#### SUPPLIED ENTRIES

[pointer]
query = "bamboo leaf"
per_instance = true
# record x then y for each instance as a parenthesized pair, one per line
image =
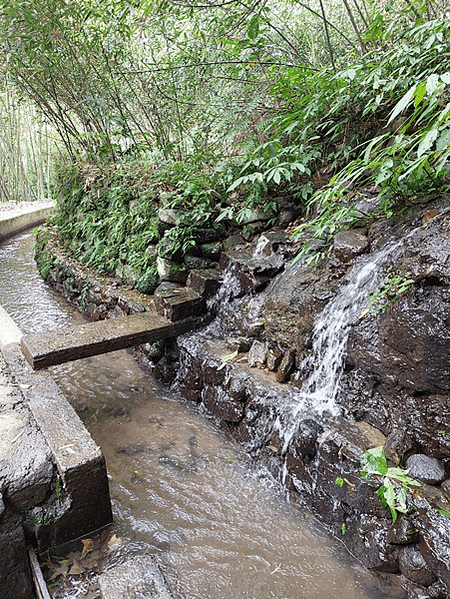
(402, 104)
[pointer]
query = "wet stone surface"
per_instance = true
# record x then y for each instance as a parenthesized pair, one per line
(425, 469)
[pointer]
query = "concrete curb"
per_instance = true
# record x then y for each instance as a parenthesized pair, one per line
(11, 224)
(53, 479)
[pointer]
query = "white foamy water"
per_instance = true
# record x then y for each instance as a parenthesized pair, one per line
(330, 336)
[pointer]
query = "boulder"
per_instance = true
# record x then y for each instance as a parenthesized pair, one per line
(425, 469)
(349, 244)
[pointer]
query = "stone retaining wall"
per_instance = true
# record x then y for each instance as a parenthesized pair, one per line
(236, 367)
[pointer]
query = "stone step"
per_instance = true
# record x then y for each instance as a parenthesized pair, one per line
(62, 345)
(205, 282)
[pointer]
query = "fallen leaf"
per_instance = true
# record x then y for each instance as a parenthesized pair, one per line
(60, 571)
(76, 569)
(113, 540)
(88, 545)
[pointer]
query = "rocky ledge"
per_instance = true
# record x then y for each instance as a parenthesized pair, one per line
(249, 365)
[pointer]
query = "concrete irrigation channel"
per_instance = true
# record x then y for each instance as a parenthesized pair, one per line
(53, 481)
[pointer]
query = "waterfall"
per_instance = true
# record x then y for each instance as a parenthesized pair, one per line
(330, 336)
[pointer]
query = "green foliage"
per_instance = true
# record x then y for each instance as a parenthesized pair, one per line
(392, 288)
(396, 482)
(115, 215)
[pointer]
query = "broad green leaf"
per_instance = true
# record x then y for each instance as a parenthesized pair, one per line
(272, 150)
(432, 83)
(390, 497)
(443, 140)
(402, 104)
(374, 461)
(420, 93)
(253, 28)
(402, 476)
(401, 501)
(427, 142)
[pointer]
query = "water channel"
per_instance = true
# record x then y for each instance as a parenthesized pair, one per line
(219, 525)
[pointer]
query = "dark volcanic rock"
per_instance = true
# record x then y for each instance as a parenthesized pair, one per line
(349, 244)
(427, 470)
(434, 545)
(397, 444)
(413, 565)
(403, 531)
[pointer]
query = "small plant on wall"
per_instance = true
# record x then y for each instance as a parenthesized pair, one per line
(396, 482)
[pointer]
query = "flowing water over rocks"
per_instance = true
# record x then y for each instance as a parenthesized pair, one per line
(181, 490)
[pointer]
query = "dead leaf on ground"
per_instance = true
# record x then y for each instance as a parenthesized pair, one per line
(76, 569)
(61, 570)
(114, 540)
(88, 545)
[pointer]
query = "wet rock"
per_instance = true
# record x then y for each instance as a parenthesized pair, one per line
(239, 344)
(167, 286)
(196, 262)
(403, 531)
(349, 244)
(397, 445)
(218, 402)
(193, 380)
(258, 354)
(137, 578)
(165, 371)
(237, 388)
(425, 469)
(413, 565)
(290, 306)
(414, 591)
(180, 303)
(286, 366)
(446, 489)
(204, 282)
(191, 395)
(170, 271)
(274, 357)
(306, 438)
(271, 241)
(429, 215)
(366, 538)
(26, 462)
(257, 214)
(434, 544)
(437, 591)
(15, 574)
(233, 242)
(211, 251)
(169, 216)
(253, 273)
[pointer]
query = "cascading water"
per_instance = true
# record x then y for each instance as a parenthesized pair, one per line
(181, 490)
(330, 334)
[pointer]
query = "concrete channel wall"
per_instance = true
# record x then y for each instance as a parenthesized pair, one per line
(53, 479)
(23, 218)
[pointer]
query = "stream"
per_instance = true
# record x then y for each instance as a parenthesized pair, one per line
(220, 526)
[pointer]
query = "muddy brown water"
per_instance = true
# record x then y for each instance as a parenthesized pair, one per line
(220, 525)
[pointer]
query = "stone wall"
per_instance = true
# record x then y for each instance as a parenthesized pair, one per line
(394, 390)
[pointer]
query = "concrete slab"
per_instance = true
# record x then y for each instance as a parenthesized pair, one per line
(58, 346)
(137, 578)
(180, 303)
(80, 462)
(25, 218)
(26, 467)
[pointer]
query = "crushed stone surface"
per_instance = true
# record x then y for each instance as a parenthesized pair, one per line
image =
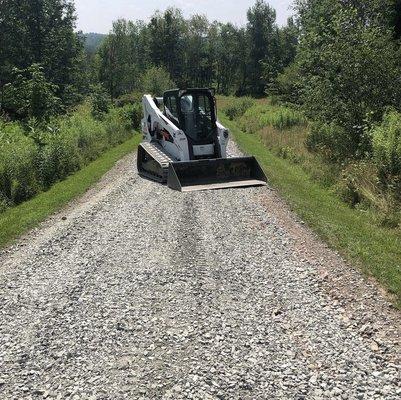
(139, 292)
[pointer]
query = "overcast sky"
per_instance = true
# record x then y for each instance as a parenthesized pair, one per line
(98, 15)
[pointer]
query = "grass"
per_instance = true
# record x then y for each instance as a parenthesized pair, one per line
(354, 233)
(18, 220)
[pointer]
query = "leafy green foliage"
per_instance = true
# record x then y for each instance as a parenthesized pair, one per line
(387, 149)
(100, 101)
(349, 68)
(156, 81)
(330, 140)
(30, 163)
(40, 33)
(197, 53)
(31, 95)
(237, 107)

########

Reproduce the full listing above verbatim, with no pictures included.

■ **ANSWER TO THIS EXERCISE**:
[pointer]
query = "bamboo leaf"
per_instance = true
# record x then y for each instance as a parenthesized pair, one per line
image =
(402, 104)
[pointer]
query = "wet stone surface"
per_instance = true
# record x then y for each instance as a parenthesized pair, one per line
(425, 469)
[pointer]
query = "concrete curb"
per_instance = true
# record x then y for each instance as a parenthesized pair, one per line
(11, 224)
(53, 479)
[pointer]
query = "white foamy water"
per_instance = true
# record x then y for each instance as a parenthesized pair, one per line
(330, 336)
[pointer]
query = "boulder"
per_instance = true
# record x then y for each instance as a parenthesized pair, one per line
(425, 469)
(349, 244)
[pointer]
query = "stone retaining wall"
per_instance = true
# record x then y for each instance as a parenthesized pair, one per line
(236, 367)
[pointer]
query = "stone step"
per_instance = true
# record x then y for each instance as a parenthesized pair, one per line
(62, 345)
(205, 282)
[pointer]
query = "fallen leaf"
per_instance = true
# record x then y for each instance as a parenthesized pair, one per line
(60, 571)
(76, 569)
(113, 540)
(88, 545)
[pointer]
query = "rocky ledge"
per_instance = true
# record x then y for each instance as a parenthesized pair, one per line
(249, 365)
[pointer]
query = "concrete irrigation channel"
per_instance = true
# record x then y for each instance as a parenthesized pair, one per line
(53, 481)
[pointer]
query = "waterfall"
per_instance = true
# record x then y for each instance as a parenthesized pair, one per line
(330, 336)
[pointer]
query = "green foliage"
per_instance = true
# record x then y for each instance as a parenthesized pair, one per line
(392, 288)
(396, 482)
(115, 215)
[pointer]
query = "broad green leaf"
per_instance = true
# record x then y for each instance as a parenthesized pair, one per line
(272, 150)
(432, 83)
(390, 497)
(443, 140)
(402, 104)
(374, 461)
(420, 93)
(253, 28)
(402, 476)
(401, 501)
(427, 142)
[pointer]
query = "water channel"
per_instance = true
# record x then y for each instance as a parenthesized pair, one per line
(219, 525)
[pointer]
query = "dark volcanic rock"
per_instance = true
# record x then y for each instance as a parenthesized pair, one per line
(349, 244)
(427, 470)
(434, 545)
(397, 444)
(413, 565)
(403, 531)
[pointer]
query = "small plant on wall"
per_instance = true
# record x then y for each instance as a parenthesized pair, one per line
(396, 482)
[pointer]
query = "flowing water over rocks"
per_instance = true
# record x then y for each instance as a parenthesized pair, one per line
(181, 490)
[pointer]
query = "dead leaf on ground"
per_instance = true
# record x then y for each instance as a parenthesized pair, one per line
(76, 569)
(61, 570)
(114, 540)
(88, 545)
[pointer]
query = "wet rock"
per_instance = true
# record x then y for each instance as a parenthesized pair, one per line
(239, 344)
(167, 286)
(196, 262)
(403, 531)
(349, 244)
(397, 445)
(218, 402)
(193, 380)
(258, 354)
(137, 578)
(165, 371)
(237, 388)
(425, 469)
(413, 565)
(290, 306)
(414, 591)
(180, 303)
(286, 366)
(446, 489)
(204, 282)
(191, 395)
(170, 271)
(274, 357)
(306, 438)
(271, 241)
(429, 215)
(366, 538)
(26, 462)
(257, 214)
(434, 544)
(437, 591)
(15, 574)
(233, 242)
(211, 251)
(169, 216)
(253, 273)
[pointer]
query = "cascading water"
per_instance = true
# record x then y for each instance as a parenthesized pair, one per line
(181, 490)
(330, 334)
[pointer]
query = "concrete channel wall"
per_instance = true
# record x then y for each instance as a parenthesized pair, one per line
(53, 479)
(23, 218)
[pointer]
query = "stream"
per_instance = true
# record x then y for each instance as a parenthesized pair, one per line
(220, 526)
[pointer]
query = "muddy brown water"
per_instance = true
# record x then y for each instance as a parenthesized pair, one per line
(220, 525)
[pointer]
query = "stone wall"
per_instance = true
# record x then y for each instance as a parenthesized pair, one per line
(394, 390)
[pointer]
query = "concrete slab"
per_instance = true
# record x then y for each instance as a parenthesized pair, one per line
(58, 346)
(137, 578)
(180, 303)
(80, 462)
(25, 218)
(26, 467)
[pointer]
query = "crushed stone surface"
per_instance = true
# record x then y for each instance as a parenthesized pair, one per line
image =
(139, 292)
[pointer]
query = "overcast sky"
per_instance = true
# record x then y for each instance as a parenthesized pair, one per line
(98, 15)
[pointer]
query = "grass"
per_instance = true
# record x then y for each instance as a parenthesized pair, one per line
(354, 233)
(18, 220)
[pointer]
query = "leafy green foliage"
per_instance = true
# record x then y for each instance as a parenthesized pair, one per line
(387, 149)
(100, 101)
(349, 68)
(156, 81)
(330, 140)
(30, 163)
(40, 33)
(197, 53)
(31, 95)
(237, 107)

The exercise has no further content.